──────── Selection
Stuck on an issue?

Lightrun Answers was designed to reduce the constant googling that comes with debugging 3rd party libraries. It collects links to all the places you might be looking at while hunting down a tough bug.

And, if you’re still stuck at the end, we’re happy to hop on a call to see how we can help out.

Inconsistencies and divergence depending on use of JIT

See original GitHub issue

It seems that on some machines computational results differ significantly if jit is applied.

I have come across this odd behavior in an implementation of a batched Monte Carlo integration. On some machines, when part of the code is jit transformed, the results are significantly off and some inf values occur. This result seems to depend on ostensibly irrelevant code (adding zero times a no-nan expression), and the specific sampling method. Due to this nature I could not pin down the issue to a single expression; neither am I entirely sure I haven’t missed something. Below is a description of the algorithm, as minimal as I could make it with the error occurring, followed by a summary of the different behaviors.

The code

The code consists of the following steps:

Sample complex points as the solution to a polynomial equation (p+tq for fixed p, q such that sum((p+tq)^5)=0).
For each sample point (each point consists of 4 complex numbers) compute a weight using jax.grad.
Take the mean over batch_size of these weights as one batch-step.
Iterate over a given number of batches and add up all means obtained from the batch-steps.

The following is a script taking two true/false arguments: whether to apply jit and whether to use the fori_loop (the combination true flase takes very long to compile). It contains parts to save the samples, so the weights that should have been obtained can be checked afterwards, and it can be excluded that the error occurs because something changes about the sampling (up to numerical error the samples are the same independent of jit use – as they should be using the same keys).

from jax.config import config
config.update("jax_enable_x64", True)

import jax
import jax.numpy as jnp
import numpy as onp
import functools
import sys


def pop(arr, index):
    # drop and return value at index in arr
    rolled = jnp.roll(arr, -index, axis=0)
    return rolled[0], jnp.roll(rolled[1:], index, axis=0)


def insert_col(mat, col, index):
    # insert column col at index into matrix mat
    mat = jnp.roll(mat, -index, axis=1)
────────────────
──────── Dataset content
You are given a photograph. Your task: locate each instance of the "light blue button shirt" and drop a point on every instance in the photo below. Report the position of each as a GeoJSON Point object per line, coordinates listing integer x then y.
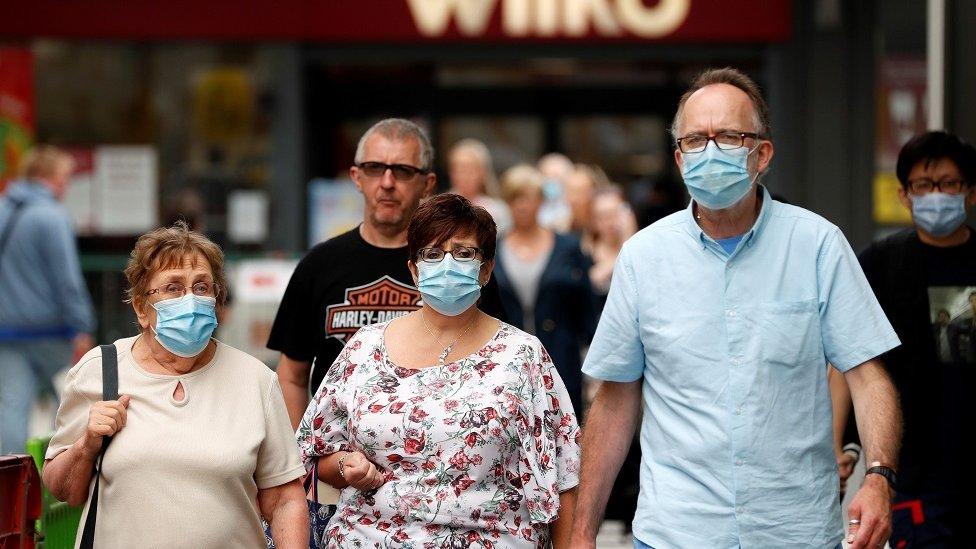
────────────────
**What this exercise asks**
1. Answer these questions about the JIT issue post.
(a) How many complex numbers make up each sample point?
(b) Which function is used to compute the weight for each sample point?
(c) What two true/false arguments does the script take?
2. Reproduce the stretch of the JIT issue post from "The following is" through "the same keys).", swapping "script" for "program".
3. Carry the JIT issue post on past its final line.

**Results of the exercise**
1.
(a) 4
(b) jax.grad
(c) Whether to apply jit and whether to use the fori_loop

2.
The following is a program taking two true/false arguments: whether to apply jit and whether to use the fori_loop (the combination true flase takes very long to compile). It contains parts to save the samples, so the weights that should have been obtained can be checked afterwards, and it can be excluded that the error occurs because something changes about the sampling (up to numerical error the samples are the same independent of jit use – as they should be using the same keys).

3.
    mat = jnp.concatenate([col.reshape(-1, 1), mat], axis=1)
    return jnp.roll(mat, index, axis=1)


@functools.partial(jax.grad, argnums=0, holomorphic=True)
def grad_eqn(z, p):
    return jnp.sum(z ** 5) + p * jnp.prod(z)


@functools.partial(jax.vmap, in_axes=(0, None))
def weight(z, p):
    grads = grad_eqn(z, p)
    dep = jnp.argmax(jnp.abs(grads))
    
    grad_max, grad_rest = pop(grads, dep)
    col = (-grad_rest / grad_max)[:, None]
    
    mat = jnp.concatenate((jnp.eye(3, dtype=jnp.complex_), col), axis=1)
    mat = mat @ mat.T.conj()
    det = jnp.linalg.det(mat).real

    return 1 / det 


def sample_sphere(key, count, dim):
    points = jax.random.normal(key, (count, dim))
    return points / jnp.linalg.norm(points, axis=1, keepdims=True)


@jax.vmap
def solve_poly(p, q):
    # polynomial in t given by (q + t * p)**5
    coeffs = jnp.array([q**5, 5 * p**1 * q**4, 10 * p**2 * q**3,
                        10 * p**3 * q**2, 5 * p**4 * q, p**5])
    coeffs = jnp.sum(coeffs, axis=1)

    roots = jnp.roots(coeffs, strip_zeros=False)
    return p.reshape(1, -1) + roots.reshape(-1, 1) * q.reshape(1, -1)


def sample_poly(key, count):
    # solution has multiplicity 5, need count / 5 q's and p's
    base_count = jnp.ceil(count / 5).astype(int)

    # sample base_count comples p's and q's
    pqs = sample_sphere(key, 2, 2 * base_count * 5)
    ps, qs = (pqs[0] + 1j * pqs[1]).reshape(2, base_count, 5)

    sol = solve_poly(ps, qs)
    return sol.reshape(-1, 5)[:count, :]


@jax.vmap
def divide_largest(z):
    # divide by and drop largest absolute entry
    z0, z = pop(z, jnp.argmax(jnp.abs(z)))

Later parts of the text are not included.